In the listing below, find the line containing "Check that each instance of the stained". Write out that line and every line after it to the end, exactly and only those.

SUPPLIED DATA>
● ● ● ● ●

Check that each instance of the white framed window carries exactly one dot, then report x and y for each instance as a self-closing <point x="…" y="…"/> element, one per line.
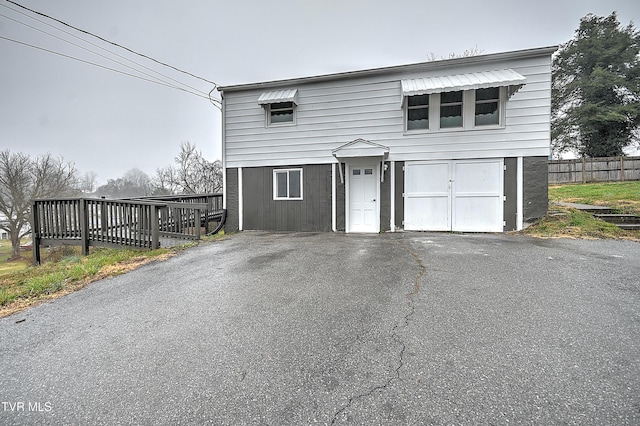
<point x="417" y="112"/>
<point x="287" y="184"/>
<point x="451" y="109"/>
<point x="487" y="107"/>
<point x="280" y="113"/>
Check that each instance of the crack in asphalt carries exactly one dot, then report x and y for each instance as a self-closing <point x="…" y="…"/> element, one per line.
<point x="405" y="323"/>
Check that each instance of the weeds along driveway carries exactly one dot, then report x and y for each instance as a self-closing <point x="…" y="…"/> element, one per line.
<point x="407" y="328"/>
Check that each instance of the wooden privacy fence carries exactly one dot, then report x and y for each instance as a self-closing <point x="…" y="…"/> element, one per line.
<point x="604" y="169"/>
<point x="138" y="223"/>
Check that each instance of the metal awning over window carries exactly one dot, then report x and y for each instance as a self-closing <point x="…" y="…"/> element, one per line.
<point x="275" y="96"/>
<point x="455" y="82"/>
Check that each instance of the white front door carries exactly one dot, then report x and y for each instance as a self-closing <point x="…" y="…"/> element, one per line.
<point x="363" y="199"/>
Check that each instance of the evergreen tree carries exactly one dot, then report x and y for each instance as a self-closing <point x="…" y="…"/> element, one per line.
<point x="596" y="89"/>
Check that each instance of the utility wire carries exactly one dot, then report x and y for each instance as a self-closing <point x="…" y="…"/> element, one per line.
<point x="103" y="66"/>
<point x="110" y="42"/>
<point x="92" y="44"/>
<point x="211" y="99"/>
<point x="99" y="54"/>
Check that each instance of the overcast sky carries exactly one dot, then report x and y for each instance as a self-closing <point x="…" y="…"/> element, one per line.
<point x="107" y="122"/>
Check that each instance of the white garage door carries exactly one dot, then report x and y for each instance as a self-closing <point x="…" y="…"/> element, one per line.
<point x="458" y="195"/>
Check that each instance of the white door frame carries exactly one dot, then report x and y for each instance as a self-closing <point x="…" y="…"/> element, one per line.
<point x="374" y="163"/>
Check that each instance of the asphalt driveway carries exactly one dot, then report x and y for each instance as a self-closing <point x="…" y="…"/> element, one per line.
<point x="406" y="328"/>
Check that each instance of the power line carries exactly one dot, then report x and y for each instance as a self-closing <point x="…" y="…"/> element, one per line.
<point x="103" y="66"/>
<point x="99" y="54"/>
<point x="92" y="44"/>
<point x="112" y="43"/>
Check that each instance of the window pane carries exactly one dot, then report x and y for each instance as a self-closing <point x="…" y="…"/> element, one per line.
<point x="487" y="113"/>
<point x="487" y="94"/>
<point x="282" y="116"/>
<point x="418" y="118"/>
<point x="282" y="105"/>
<point x="294" y="184"/>
<point x="450" y="97"/>
<point x="451" y="116"/>
<point x="418" y="100"/>
<point x="281" y="184"/>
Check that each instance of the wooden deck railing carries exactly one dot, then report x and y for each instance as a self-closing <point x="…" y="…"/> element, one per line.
<point x="138" y="223"/>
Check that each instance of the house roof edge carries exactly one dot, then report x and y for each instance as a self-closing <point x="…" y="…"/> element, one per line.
<point x="487" y="58"/>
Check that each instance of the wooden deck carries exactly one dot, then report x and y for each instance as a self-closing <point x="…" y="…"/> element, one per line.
<point x="138" y="223"/>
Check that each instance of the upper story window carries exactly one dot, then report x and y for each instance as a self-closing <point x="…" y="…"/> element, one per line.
<point x="487" y="111"/>
<point x="287" y="184"/>
<point x="280" y="106"/>
<point x="458" y="101"/>
<point x="451" y="109"/>
<point x="281" y="112"/>
<point x="418" y="112"/>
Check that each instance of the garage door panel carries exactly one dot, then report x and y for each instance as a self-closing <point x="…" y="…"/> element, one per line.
<point x="477" y="214"/>
<point x="424" y="179"/>
<point x="427" y="213"/>
<point x="482" y="176"/>
<point x="458" y="195"/>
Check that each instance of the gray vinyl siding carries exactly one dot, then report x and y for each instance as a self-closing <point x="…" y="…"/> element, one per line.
<point x="535" y="192"/>
<point x="332" y="113"/>
<point x="262" y="212"/>
<point x="340" y="200"/>
<point x="511" y="194"/>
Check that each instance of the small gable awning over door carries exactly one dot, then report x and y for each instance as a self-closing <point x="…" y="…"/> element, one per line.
<point x="275" y="96"/>
<point x="455" y="82"/>
<point x="360" y="148"/>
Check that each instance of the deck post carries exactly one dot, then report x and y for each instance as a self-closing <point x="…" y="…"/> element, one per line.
<point x="84" y="227"/>
<point x="197" y="222"/>
<point x="155" y="232"/>
<point x="35" y="234"/>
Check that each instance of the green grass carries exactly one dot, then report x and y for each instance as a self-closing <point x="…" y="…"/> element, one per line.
<point x="568" y="222"/>
<point x="624" y="197"/>
<point x="64" y="270"/>
<point x="32" y="283"/>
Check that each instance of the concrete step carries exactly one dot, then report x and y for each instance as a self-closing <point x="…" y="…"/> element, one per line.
<point x="619" y="218"/>
<point x="629" y="226"/>
<point x="588" y="208"/>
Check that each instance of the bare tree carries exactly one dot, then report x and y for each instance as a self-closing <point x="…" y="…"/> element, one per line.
<point x="134" y="183"/>
<point x="23" y="179"/>
<point x="193" y="173"/>
<point x="473" y="51"/>
<point x="88" y="182"/>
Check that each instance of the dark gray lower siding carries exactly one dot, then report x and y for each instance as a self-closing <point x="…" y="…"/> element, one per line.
<point x="231" y="224"/>
<point x="385" y="199"/>
<point x="262" y="212"/>
<point x="536" y="187"/>
<point x="399" y="199"/>
<point x="511" y="194"/>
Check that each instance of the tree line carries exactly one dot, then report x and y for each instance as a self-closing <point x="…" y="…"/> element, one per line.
<point x="24" y="178"/>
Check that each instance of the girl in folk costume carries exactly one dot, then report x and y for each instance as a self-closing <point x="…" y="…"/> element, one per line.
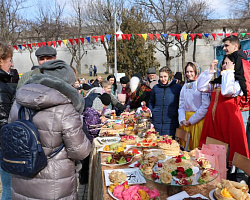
<point x="224" y="120"/>
<point x="193" y="105"/>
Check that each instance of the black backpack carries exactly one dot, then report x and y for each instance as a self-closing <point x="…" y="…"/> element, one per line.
<point x="21" y="149"/>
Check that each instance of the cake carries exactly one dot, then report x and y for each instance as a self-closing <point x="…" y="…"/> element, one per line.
<point x="229" y="190"/>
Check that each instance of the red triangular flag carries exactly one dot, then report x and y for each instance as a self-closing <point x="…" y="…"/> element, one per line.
<point x="54" y="43"/>
<point x="71" y="41"/>
<point x="178" y="36"/>
<point x="124" y="37"/>
<point x="214" y="35"/>
<point x="59" y="42"/>
<point x="77" y="40"/>
<point x="128" y="36"/>
<point x="157" y="36"/>
<point x="102" y="37"/>
<point x="15" y="47"/>
<point x="192" y="36"/>
<point x="82" y="40"/>
<point x="199" y="35"/>
<point x="151" y="36"/>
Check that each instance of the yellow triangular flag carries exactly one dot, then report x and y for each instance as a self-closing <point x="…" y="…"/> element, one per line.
<point x="144" y="36"/>
<point x="184" y="35"/>
<point x="65" y="42"/>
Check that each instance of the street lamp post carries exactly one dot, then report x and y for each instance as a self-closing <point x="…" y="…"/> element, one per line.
<point x="119" y="38"/>
<point x="174" y="48"/>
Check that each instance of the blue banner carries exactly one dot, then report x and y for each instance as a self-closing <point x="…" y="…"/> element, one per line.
<point x="245" y="46"/>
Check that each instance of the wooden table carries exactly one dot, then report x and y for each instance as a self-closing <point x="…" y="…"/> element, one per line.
<point x="98" y="190"/>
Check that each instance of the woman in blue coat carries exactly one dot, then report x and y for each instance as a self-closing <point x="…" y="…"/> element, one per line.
<point x="164" y="103"/>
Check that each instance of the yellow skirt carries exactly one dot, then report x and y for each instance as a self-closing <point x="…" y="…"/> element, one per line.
<point x="194" y="130"/>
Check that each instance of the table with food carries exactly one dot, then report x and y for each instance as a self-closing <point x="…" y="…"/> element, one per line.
<point x="134" y="162"/>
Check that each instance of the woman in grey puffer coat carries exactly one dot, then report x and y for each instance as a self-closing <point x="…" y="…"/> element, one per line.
<point x="58" y="120"/>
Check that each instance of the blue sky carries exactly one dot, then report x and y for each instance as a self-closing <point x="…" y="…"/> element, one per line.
<point x="220" y="7"/>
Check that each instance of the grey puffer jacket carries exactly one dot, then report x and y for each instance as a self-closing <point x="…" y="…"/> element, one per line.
<point x="57" y="121"/>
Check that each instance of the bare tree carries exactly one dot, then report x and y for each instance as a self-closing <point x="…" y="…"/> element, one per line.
<point x="175" y="16"/>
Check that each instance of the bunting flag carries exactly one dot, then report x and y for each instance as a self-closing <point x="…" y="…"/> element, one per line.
<point x="157" y="36"/>
<point x="214" y="35"/>
<point x="82" y="40"/>
<point x="178" y="36"/>
<point x="184" y="35"/>
<point x="59" y="42"/>
<point x="102" y="37"/>
<point x="192" y="35"/>
<point x="164" y="35"/>
<point x="124" y="37"/>
<point x="151" y="36"/>
<point x="54" y="43"/>
<point x="243" y="34"/>
<point x="144" y="36"/>
<point x="96" y="38"/>
<point x="76" y="40"/>
<point x="206" y="35"/>
<point x="108" y="37"/>
<point x="199" y="35"/>
<point x="15" y="47"/>
<point x="88" y="39"/>
<point x="65" y="42"/>
<point x="71" y="41"/>
<point x="128" y="37"/>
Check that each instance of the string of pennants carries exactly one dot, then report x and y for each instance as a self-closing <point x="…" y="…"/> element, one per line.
<point x="126" y="37"/>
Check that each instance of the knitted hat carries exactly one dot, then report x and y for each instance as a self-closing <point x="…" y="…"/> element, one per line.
<point x="178" y="76"/>
<point x="151" y="70"/>
<point x="45" y="51"/>
<point x="105" y="98"/>
<point x="59" y="69"/>
<point x="124" y="80"/>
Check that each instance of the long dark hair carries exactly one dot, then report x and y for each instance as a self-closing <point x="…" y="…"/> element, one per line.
<point x="114" y="84"/>
<point x="238" y="72"/>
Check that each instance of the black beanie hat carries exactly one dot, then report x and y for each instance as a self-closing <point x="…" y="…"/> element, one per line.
<point x="178" y="76"/>
<point x="105" y="98"/>
<point x="124" y="80"/>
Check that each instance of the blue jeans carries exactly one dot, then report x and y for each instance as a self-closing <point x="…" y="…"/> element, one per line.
<point x="6" y="184"/>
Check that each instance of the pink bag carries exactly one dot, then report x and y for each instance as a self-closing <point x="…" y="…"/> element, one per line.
<point x="216" y="155"/>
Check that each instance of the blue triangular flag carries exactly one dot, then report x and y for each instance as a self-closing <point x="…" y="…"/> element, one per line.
<point x="108" y="37"/>
<point x="164" y="35"/>
<point x="206" y="34"/>
<point x="88" y="38"/>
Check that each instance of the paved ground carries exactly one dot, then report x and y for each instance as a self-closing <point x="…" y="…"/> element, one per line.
<point x="82" y="191"/>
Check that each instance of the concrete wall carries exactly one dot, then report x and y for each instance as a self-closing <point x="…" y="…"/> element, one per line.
<point x="97" y="56"/>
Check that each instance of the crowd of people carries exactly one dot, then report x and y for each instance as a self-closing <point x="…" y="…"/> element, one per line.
<point x="200" y="104"/>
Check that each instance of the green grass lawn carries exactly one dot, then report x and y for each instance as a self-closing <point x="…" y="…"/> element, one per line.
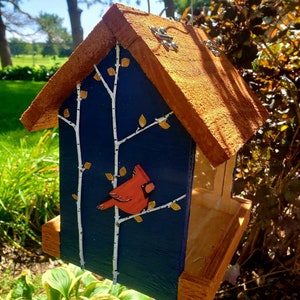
<point x="30" y="60"/>
<point x="28" y="175"/>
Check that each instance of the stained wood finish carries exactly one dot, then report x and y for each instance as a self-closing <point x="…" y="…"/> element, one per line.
<point x="205" y="92"/>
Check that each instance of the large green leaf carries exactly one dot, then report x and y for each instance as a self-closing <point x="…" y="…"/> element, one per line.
<point x="58" y="279"/>
<point x="133" y="295"/>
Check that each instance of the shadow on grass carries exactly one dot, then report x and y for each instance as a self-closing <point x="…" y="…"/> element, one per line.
<point x="16" y="96"/>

● ● ● ● ●

ANSWER TO THIS EXERCISE>
Check that each instance of the stained wood finish carries exactly one dot, then report x and y for each instance as a self-closing <point x="…" y="…"/> element, one per line.
<point x="205" y="92"/>
Check that each instance of the large green leaf carries exactly one dot, then report x and y for each instance as a self-closing <point x="…" y="…"/> element, one per line.
<point x="58" y="279"/>
<point x="133" y="295"/>
Check that each instance of the shadow on grass carries exactly one dot, then report x and y for each instance as a self-closing <point x="…" y="…"/> element, one per line.
<point x="16" y="96"/>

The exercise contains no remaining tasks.